Start of Block

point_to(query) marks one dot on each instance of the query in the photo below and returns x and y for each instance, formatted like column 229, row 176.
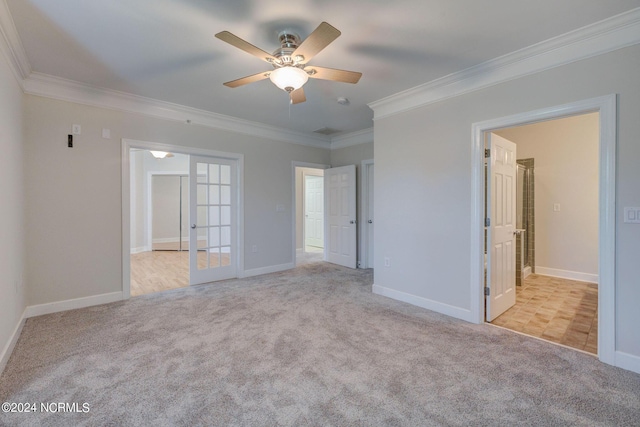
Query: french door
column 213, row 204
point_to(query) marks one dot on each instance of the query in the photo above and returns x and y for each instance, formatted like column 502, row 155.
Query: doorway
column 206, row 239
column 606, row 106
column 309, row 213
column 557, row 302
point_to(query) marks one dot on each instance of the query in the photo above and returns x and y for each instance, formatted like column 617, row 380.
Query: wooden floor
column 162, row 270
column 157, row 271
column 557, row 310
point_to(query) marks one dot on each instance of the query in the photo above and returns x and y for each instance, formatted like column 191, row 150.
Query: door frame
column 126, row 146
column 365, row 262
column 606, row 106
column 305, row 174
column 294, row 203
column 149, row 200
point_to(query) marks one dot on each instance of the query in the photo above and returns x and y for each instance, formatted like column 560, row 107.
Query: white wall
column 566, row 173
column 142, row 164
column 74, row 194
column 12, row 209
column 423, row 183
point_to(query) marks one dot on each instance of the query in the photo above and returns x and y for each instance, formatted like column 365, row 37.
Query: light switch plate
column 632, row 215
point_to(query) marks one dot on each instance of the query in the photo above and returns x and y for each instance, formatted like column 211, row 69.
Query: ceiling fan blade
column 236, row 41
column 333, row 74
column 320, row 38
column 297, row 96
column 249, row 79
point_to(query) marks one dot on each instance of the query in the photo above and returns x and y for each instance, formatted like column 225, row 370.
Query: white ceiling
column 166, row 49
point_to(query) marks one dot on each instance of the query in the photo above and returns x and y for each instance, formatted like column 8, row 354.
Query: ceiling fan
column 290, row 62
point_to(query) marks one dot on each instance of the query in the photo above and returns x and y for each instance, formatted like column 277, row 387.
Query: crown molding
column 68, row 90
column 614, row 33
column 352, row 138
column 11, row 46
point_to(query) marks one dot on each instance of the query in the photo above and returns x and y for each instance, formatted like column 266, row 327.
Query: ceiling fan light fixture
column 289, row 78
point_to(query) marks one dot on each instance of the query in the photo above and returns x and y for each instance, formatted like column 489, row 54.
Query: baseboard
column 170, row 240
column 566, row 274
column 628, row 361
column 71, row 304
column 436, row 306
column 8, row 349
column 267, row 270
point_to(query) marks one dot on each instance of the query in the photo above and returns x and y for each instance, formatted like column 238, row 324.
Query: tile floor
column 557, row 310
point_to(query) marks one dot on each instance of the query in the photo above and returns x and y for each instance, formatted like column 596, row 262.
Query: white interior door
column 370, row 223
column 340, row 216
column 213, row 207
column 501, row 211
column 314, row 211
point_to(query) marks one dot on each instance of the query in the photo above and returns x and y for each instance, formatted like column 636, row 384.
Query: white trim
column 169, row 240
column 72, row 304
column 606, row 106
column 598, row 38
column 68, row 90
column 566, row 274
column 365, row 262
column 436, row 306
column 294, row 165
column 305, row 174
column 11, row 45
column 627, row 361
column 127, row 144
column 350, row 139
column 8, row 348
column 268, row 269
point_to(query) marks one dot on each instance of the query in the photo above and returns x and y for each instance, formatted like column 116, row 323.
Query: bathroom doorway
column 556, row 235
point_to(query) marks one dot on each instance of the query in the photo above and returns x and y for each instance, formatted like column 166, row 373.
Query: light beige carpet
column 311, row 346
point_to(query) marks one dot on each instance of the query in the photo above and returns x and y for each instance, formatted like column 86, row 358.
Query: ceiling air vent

End of Block
Start of Block

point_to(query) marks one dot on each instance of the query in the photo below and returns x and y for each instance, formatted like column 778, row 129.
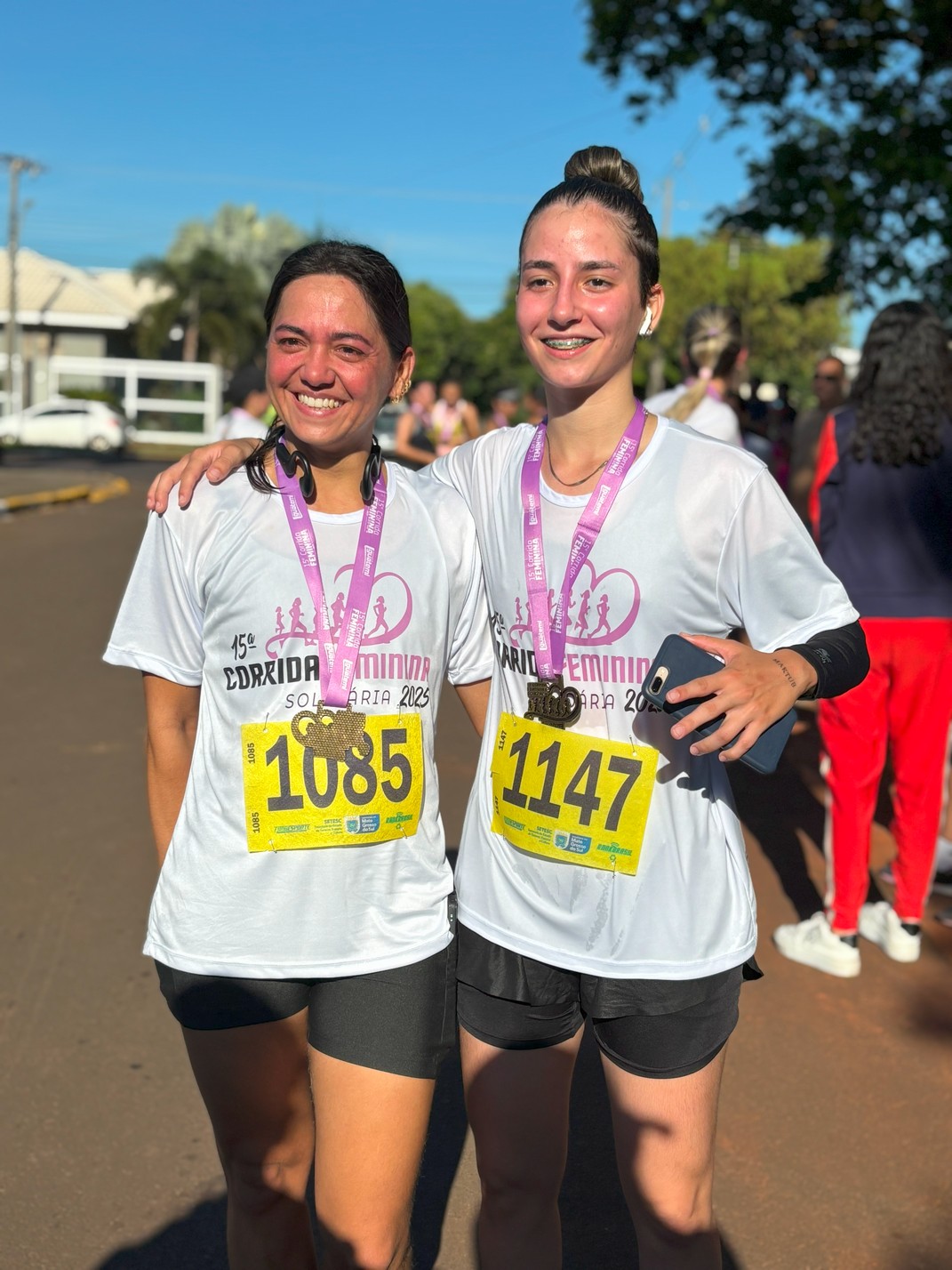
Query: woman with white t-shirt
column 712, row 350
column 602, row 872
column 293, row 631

End of Block
Start of Block

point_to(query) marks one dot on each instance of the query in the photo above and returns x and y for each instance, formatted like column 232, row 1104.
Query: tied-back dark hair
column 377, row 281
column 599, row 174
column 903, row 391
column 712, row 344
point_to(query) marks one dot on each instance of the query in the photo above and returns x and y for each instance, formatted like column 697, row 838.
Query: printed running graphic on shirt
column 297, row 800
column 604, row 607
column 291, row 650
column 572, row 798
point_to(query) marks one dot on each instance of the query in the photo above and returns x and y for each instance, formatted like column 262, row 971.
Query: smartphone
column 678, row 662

End of Block

## TASK STATEMENT
Report each line of the records that holds the word "below".

## WORKED SOLUTION
point_to(query) marks one dot on each instance of the query in the photo below and returns x and y for each instance, formatted like column 229, row 176.
point_to(query) marks one dot on each instance of the query in the photo below and returns x and y for each instance, formatted like column 778, row 129.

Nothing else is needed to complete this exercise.